## PROBLEM TO SOLVE
Find every line of the data below that contains the word "window" and copy each one out.

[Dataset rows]
** START **

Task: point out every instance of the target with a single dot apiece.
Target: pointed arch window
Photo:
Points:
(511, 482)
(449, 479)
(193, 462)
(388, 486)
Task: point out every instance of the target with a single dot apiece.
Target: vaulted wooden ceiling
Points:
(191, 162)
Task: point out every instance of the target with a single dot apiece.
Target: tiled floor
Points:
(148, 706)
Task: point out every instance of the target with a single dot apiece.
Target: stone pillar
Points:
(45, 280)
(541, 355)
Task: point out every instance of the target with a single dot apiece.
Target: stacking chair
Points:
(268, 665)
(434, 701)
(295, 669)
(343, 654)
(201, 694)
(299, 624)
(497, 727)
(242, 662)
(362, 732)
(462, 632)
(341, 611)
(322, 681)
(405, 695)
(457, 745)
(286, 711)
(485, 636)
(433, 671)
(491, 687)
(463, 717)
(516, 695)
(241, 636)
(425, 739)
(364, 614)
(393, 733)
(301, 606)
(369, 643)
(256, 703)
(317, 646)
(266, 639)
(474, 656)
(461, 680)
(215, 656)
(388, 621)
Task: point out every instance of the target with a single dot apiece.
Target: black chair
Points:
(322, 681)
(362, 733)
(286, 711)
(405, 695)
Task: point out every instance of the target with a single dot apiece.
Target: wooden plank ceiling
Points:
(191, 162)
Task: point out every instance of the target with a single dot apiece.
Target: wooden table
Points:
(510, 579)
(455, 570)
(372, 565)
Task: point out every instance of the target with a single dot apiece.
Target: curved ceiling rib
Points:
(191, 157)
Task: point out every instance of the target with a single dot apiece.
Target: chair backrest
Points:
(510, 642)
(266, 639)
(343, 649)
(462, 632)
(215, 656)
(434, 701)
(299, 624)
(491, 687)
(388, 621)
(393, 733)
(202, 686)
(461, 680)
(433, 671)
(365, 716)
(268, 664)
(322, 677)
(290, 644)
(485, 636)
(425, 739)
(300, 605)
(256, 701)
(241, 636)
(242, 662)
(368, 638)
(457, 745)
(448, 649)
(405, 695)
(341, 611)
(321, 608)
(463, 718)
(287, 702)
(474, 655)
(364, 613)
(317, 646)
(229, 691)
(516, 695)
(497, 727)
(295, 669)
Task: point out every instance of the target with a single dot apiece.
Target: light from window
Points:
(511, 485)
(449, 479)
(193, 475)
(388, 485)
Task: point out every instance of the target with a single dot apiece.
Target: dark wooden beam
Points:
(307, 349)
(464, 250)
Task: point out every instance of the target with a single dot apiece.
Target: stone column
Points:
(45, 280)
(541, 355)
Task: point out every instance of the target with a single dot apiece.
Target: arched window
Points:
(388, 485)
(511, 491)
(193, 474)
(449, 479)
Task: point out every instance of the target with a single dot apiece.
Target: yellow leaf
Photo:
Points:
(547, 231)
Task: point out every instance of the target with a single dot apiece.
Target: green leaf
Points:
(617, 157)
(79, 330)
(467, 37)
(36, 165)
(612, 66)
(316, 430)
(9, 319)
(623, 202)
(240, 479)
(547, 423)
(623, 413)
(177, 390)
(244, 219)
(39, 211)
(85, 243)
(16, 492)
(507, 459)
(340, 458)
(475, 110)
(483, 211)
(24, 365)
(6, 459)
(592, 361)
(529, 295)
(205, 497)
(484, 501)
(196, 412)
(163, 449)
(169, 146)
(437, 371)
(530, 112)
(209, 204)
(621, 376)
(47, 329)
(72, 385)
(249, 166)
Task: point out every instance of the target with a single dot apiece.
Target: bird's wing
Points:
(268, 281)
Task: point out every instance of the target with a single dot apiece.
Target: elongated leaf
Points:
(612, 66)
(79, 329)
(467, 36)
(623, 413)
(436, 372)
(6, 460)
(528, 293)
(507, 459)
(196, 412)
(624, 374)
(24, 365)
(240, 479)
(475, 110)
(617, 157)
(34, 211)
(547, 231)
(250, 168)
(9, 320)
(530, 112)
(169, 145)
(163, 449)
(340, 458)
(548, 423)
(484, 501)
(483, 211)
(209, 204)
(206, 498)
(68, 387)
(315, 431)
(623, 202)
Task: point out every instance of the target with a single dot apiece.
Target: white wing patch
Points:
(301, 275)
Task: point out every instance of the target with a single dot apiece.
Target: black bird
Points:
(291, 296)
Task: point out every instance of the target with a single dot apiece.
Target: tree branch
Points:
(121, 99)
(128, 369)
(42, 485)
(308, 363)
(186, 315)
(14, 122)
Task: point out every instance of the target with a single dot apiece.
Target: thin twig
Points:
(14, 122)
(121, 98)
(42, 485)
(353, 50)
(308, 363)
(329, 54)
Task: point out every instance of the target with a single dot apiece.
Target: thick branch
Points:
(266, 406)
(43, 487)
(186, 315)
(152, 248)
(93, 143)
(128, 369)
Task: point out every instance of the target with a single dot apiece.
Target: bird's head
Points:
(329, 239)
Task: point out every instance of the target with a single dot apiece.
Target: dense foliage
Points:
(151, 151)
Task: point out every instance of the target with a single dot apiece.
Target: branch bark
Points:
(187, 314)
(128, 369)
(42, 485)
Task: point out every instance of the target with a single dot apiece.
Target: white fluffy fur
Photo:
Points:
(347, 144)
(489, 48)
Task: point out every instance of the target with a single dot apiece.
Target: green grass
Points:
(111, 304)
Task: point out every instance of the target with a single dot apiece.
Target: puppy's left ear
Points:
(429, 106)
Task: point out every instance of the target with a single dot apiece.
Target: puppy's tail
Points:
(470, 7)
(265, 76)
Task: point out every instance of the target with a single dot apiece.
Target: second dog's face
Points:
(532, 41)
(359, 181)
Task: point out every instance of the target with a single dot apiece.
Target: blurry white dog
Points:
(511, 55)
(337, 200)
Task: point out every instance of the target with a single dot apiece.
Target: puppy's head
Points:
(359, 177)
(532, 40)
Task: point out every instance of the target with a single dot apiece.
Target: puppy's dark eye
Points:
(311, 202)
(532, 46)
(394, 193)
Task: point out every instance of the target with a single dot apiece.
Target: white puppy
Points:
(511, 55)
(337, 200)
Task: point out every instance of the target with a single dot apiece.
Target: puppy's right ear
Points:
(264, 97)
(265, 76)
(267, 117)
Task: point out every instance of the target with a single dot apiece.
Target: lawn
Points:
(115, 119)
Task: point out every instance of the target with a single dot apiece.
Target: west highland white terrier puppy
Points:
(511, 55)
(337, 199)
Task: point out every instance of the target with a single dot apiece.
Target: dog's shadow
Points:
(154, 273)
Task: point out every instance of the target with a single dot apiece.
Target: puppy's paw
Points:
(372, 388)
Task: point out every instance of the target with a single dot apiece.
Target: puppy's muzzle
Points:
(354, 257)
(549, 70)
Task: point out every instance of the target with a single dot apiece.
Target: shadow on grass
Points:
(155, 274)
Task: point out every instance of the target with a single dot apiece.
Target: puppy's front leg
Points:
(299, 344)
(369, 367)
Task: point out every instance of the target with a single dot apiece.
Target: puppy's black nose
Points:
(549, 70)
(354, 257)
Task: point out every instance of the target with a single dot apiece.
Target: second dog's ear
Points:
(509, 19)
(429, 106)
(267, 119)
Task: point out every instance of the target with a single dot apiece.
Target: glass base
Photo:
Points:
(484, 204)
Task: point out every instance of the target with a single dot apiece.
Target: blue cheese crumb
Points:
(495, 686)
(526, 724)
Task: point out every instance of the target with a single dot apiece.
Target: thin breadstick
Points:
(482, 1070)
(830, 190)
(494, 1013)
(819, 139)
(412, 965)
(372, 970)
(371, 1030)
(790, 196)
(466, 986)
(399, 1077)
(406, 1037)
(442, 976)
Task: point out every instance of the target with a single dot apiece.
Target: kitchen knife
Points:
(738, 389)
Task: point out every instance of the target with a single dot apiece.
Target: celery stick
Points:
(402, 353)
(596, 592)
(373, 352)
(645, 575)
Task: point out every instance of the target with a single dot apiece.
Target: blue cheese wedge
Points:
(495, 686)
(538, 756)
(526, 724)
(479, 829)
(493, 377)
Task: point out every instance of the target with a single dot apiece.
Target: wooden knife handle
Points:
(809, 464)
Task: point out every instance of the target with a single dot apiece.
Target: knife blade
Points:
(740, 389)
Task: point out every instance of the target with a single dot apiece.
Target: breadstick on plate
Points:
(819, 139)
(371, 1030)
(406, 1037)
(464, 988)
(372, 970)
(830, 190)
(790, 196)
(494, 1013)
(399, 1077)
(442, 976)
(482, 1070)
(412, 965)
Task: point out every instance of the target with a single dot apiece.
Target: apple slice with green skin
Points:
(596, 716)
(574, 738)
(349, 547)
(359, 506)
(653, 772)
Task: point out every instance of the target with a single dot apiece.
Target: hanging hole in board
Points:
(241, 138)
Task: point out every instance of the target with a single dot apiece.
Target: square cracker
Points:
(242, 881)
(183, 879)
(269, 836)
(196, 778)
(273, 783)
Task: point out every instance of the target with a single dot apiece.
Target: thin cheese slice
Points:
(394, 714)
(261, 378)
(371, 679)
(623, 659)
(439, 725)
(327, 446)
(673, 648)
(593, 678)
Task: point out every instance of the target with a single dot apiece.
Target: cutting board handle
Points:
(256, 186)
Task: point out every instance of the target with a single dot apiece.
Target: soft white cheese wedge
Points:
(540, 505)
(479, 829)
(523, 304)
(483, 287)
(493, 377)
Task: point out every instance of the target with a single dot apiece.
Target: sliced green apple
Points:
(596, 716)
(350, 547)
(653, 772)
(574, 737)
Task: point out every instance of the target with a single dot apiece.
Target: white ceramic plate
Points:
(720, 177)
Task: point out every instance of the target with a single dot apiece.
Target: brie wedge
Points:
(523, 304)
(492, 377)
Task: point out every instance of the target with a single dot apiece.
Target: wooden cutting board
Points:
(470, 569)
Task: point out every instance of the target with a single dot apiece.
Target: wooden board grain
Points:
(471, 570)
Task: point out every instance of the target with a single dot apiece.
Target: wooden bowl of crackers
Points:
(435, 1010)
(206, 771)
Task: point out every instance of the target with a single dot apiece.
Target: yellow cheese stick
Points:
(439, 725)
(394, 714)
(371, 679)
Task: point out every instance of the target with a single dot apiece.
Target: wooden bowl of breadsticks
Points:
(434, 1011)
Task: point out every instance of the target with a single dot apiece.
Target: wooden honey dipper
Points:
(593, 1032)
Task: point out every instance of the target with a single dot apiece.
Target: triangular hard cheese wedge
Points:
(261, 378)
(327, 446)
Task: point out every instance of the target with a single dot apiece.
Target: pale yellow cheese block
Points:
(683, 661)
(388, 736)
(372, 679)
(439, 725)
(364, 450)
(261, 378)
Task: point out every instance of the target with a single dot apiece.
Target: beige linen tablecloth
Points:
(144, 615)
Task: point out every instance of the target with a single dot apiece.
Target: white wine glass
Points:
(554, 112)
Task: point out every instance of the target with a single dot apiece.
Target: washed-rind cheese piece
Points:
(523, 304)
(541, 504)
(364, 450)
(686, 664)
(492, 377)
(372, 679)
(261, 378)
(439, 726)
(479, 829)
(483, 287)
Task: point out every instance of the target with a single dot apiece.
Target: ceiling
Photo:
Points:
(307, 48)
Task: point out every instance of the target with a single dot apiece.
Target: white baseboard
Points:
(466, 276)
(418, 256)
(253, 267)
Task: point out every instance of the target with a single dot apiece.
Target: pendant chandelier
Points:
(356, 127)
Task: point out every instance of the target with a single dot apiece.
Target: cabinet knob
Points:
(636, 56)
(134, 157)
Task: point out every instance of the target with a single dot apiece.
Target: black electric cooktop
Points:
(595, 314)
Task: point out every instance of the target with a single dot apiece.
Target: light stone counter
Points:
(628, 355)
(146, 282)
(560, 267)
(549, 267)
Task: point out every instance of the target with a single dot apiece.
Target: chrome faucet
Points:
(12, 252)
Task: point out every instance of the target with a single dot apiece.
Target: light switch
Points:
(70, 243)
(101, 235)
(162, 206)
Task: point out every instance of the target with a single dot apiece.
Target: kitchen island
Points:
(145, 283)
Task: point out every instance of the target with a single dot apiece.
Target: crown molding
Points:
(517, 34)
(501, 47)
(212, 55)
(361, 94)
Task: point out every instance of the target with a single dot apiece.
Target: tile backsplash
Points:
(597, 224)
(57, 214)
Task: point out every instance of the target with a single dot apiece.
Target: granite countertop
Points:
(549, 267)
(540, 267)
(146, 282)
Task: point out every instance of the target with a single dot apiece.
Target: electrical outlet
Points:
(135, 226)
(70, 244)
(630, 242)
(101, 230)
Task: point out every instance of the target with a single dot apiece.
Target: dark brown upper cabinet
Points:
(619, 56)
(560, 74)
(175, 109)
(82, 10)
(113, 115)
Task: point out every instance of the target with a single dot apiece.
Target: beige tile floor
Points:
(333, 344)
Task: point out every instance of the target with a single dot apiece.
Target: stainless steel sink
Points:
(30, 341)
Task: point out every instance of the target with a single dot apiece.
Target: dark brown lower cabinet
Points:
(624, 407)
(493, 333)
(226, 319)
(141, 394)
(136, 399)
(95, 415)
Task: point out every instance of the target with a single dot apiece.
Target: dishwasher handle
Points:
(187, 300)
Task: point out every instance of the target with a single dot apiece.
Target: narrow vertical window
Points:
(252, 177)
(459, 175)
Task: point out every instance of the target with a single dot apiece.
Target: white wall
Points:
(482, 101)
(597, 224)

** END **

## OUTPUT OF THE TASK
Target: pointed arch window
Target: light from window
Target: arched window
Target: narrow vertical window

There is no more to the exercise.